» **Problem set**:
1. Answer these questions about the blog post on "The Red Wheelbarrow" below:
(a) In the poem, what is glazed with rain water?
(b) Which movement did Williams champion?
(c) Besides writing, what work did Williams do?
2. Carry on with the blog post on "The Red Wheelbarrow" below, starting after its last sentence.

____ Selected extract

The Outlaw Life

running, reading, blogging, loving

[13] “The Red Wheelbarrow”


“So much depends/upon // a red wheel/barrow // glazed with rain/water // beside the white/chickens.”

“The Red Wheelbarrow” was written by William Carlos Williams, the son of an English mother and a Basque/Puerto Rican mother. He became both a writer and a practicing physician who was, heard it told, besties with Ezra Pound. He championed the Imagist movement, which relies on sharp, concrete images written in a highly concentrated, suggestive style. The goal of the movement, and the goals of Williams, were to reveal that there are “no ideas but in things”.

________
____ Raw data

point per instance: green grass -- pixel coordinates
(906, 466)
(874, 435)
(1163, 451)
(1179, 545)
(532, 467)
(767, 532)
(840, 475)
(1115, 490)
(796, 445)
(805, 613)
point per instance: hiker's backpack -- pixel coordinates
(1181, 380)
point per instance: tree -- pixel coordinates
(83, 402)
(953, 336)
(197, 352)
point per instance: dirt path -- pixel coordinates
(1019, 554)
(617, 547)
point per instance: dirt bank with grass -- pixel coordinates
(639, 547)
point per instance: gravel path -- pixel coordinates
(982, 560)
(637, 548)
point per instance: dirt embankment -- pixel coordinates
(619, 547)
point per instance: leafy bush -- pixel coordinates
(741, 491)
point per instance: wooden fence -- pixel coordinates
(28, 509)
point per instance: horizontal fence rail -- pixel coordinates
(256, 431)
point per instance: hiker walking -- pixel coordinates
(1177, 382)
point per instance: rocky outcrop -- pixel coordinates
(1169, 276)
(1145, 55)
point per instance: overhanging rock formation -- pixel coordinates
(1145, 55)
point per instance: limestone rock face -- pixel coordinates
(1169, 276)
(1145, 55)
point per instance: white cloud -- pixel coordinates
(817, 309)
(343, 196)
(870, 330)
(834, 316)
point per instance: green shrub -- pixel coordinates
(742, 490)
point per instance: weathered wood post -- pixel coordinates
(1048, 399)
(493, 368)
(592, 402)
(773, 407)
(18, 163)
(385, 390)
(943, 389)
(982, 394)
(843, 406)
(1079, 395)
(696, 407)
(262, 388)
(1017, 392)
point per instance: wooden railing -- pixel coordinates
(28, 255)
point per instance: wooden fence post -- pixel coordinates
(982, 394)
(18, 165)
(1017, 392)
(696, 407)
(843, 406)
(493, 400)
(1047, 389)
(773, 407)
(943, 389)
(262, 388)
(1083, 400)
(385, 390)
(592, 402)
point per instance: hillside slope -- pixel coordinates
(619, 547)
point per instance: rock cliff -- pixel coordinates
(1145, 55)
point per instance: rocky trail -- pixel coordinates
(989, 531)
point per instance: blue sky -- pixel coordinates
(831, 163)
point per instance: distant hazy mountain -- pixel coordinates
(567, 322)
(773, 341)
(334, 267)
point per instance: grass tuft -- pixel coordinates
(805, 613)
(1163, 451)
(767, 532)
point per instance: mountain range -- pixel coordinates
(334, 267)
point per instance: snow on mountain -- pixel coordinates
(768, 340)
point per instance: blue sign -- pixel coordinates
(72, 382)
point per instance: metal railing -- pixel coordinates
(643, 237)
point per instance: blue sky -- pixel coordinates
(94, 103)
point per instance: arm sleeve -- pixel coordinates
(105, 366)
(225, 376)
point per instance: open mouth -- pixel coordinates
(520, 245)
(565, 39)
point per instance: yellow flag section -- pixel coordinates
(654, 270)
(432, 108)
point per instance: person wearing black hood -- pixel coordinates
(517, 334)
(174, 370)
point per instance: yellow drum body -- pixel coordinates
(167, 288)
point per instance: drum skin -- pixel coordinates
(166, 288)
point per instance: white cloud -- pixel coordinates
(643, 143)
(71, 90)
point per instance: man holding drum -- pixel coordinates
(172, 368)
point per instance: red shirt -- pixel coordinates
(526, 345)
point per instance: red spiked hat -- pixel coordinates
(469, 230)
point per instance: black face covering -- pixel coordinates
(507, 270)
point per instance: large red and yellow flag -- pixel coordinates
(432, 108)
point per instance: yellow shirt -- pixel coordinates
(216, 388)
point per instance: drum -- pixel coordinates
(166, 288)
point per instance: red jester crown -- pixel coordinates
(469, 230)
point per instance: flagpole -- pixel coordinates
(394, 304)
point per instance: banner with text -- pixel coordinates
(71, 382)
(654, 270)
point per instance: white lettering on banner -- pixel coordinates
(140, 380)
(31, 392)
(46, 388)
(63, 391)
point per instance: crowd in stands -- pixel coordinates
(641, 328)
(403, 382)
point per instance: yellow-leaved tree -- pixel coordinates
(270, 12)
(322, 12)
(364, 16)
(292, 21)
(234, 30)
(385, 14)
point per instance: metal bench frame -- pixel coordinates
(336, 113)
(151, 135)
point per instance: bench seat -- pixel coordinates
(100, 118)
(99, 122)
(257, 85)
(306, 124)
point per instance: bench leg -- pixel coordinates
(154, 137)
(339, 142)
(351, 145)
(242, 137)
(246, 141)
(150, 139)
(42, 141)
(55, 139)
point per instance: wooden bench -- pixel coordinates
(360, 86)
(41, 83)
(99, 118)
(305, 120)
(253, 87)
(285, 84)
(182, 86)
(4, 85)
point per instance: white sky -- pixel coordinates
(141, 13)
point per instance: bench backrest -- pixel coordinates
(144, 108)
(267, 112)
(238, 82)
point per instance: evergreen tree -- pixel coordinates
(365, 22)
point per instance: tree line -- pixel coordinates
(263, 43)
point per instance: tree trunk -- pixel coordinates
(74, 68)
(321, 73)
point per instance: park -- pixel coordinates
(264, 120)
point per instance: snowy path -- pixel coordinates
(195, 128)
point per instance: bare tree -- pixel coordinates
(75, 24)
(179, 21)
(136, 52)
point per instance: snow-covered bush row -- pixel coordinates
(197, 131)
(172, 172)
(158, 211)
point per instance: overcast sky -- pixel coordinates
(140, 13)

________

» **The responses**:
1.
(a) The red wheelbarrow
(b) The Imagist movement
(c) He was a practicing physician.

2.
The poem is a great example of just how much power the Imagist movement’s poetry could carry with it, as the poem is composed of almost entirely concrete nouns that, framed as they are, suddenly suggests a great deal of imaginative possibility. Perhaps the best part of the poem, to me, and the reason I decided to write about this poem, are those first few introductory words: “so much depends/upon”. I mean…wow. To me, that shifts the poem right from the start, and suddenly we are wondering why so much depends on these things. And does the wheel barrow matter because it’s red? Or the rain? Because it’s wet, or because it’s rain? What about the chicken? Or, somehow, is it some combination of the three?

I believe that, when we ask “why”, we open the door for new narrative possibility – and W.C.W. has done that for us from the first stanza.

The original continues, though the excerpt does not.